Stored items
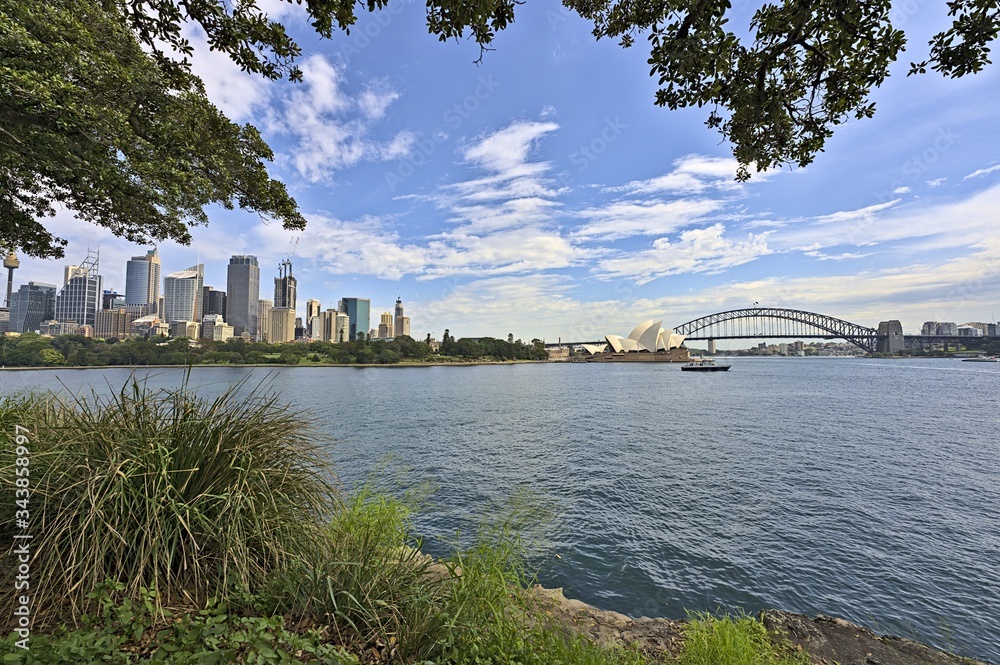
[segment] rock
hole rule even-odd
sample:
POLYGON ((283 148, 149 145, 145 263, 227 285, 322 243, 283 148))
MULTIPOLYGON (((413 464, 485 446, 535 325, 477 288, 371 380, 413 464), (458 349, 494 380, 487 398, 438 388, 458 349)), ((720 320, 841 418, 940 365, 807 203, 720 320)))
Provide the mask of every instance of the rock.
POLYGON ((880 636, 822 614, 766 610, 764 625, 809 654, 814 665, 985 665, 901 637, 880 636))
MULTIPOLYGON (((684 621, 632 619, 566 598, 562 589, 535 586, 531 597, 536 616, 548 625, 586 635, 598 644, 635 644, 657 658, 677 658, 684 646, 684 621)), ((804 651, 812 665, 986 665, 901 637, 880 636, 835 617, 766 610, 761 619, 768 631, 804 651)))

- [WHAT TO WORK ON]: The lines to be transcribed are those from the first line of the data above through the line holding "MULTIPOLYGON (((413 464, 485", inclusive; copy them exactly and only, leaving out the pictures.

- [EXERCISE RESPONSE]:
[segment] rock
hole rule even-odd
sample:
POLYGON ((283 148, 149 145, 145 263, 227 285, 322 243, 283 148))
MULTIPOLYGON (((413 464, 485 446, 535 325, 477 288, 371 380, 413 464), (458 349, 494 380, 487 398, 438 388, 458 349)), ((720 320, 841 418, 940 365, 807 203, 720 320)))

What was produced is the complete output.